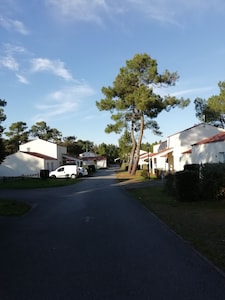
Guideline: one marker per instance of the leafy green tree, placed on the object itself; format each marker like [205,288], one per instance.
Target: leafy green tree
[135,102]
[17,135]
[3,103]
[45,132]
[109,150]
[212,110]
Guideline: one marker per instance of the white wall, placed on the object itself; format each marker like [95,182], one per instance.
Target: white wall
[207,153]
[21,164]
[44,147]
[183,140]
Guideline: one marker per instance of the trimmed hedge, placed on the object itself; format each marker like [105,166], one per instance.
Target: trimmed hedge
[187,186]
[198,182]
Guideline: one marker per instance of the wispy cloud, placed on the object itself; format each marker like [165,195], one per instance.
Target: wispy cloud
[62,102]
[164,11]
[22,79]
[13,25]
[9,62]
[53,66]
[81,10]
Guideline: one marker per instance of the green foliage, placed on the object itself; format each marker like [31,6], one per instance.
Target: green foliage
[44,132]
[133,102]
[17,135]
[212,110]
[212,181]
[145,173]
[2,118]
[198,183]
[170,184]
[187,186]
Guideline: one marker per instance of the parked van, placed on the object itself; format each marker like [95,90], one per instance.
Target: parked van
[66,171]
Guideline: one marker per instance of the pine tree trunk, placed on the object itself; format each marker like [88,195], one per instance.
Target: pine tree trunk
[138,146]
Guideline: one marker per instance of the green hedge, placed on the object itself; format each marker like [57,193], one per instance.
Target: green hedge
[198,182]
[187,186]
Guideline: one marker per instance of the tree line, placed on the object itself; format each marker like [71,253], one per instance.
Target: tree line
[134,102]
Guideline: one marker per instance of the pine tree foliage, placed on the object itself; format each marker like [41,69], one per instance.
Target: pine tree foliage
[133,102]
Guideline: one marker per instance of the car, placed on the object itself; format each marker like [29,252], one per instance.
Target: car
[82,172]
[66,171]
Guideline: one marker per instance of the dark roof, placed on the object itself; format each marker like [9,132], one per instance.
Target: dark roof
[39,155]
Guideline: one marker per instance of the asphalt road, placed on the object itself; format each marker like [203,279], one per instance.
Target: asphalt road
[93,241]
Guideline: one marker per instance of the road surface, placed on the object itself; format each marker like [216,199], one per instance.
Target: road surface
[93,241]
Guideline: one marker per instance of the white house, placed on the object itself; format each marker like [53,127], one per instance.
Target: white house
[32,157]
[209,150]
[175,152]
[90,158]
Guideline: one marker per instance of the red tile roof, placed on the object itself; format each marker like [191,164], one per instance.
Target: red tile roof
[39,155]
[220,137]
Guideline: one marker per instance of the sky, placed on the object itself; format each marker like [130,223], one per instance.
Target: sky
[56,55]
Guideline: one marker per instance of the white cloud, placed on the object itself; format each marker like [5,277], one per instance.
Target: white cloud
[13,25]
[22,79]
[53,66]
[62,102]
[81,10]
[9,62]
[164,11]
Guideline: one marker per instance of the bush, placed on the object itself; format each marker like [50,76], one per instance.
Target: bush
[187,186]
[170,185]
[212,181]
[145,173]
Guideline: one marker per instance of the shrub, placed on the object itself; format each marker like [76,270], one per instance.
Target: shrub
[145,173]
[187,186]
[170,186]
[212,181]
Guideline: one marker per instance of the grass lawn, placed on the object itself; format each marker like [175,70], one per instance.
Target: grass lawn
[10,207]
[201,223]
[31,183]
[13,208]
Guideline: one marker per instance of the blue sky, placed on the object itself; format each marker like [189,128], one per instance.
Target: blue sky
[56,55]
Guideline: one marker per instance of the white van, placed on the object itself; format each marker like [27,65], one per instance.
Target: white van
[66,171]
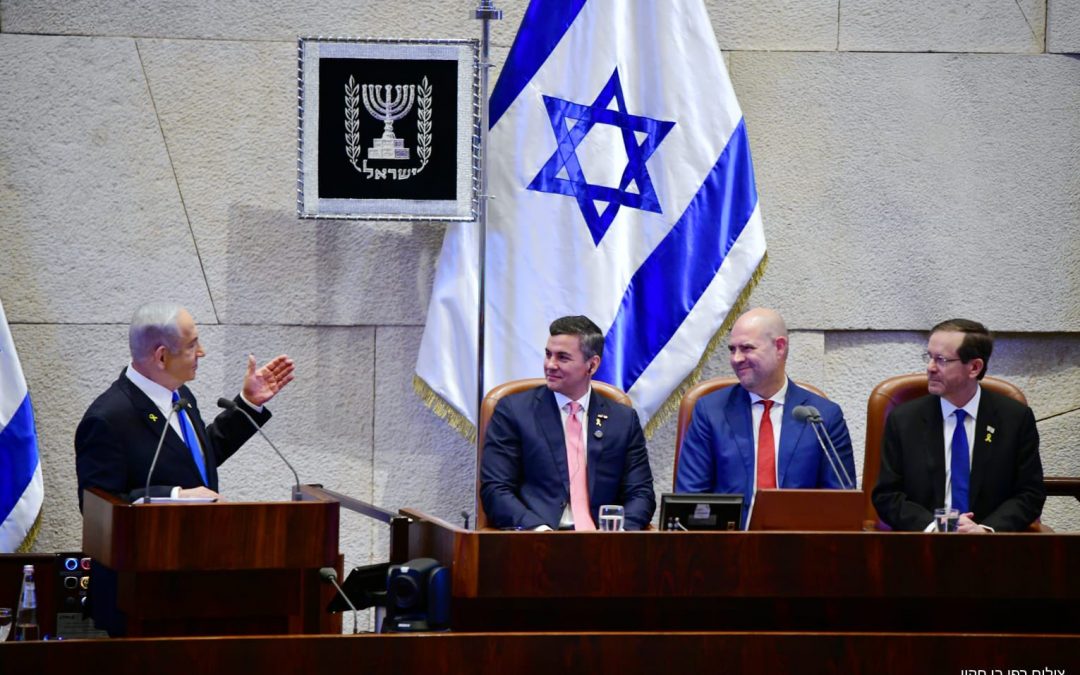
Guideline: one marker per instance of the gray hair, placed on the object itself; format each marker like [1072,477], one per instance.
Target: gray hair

Exercise directions → Among the entries above, determine how many lines hold the string "gray" and report that number alone.

Answer space → 2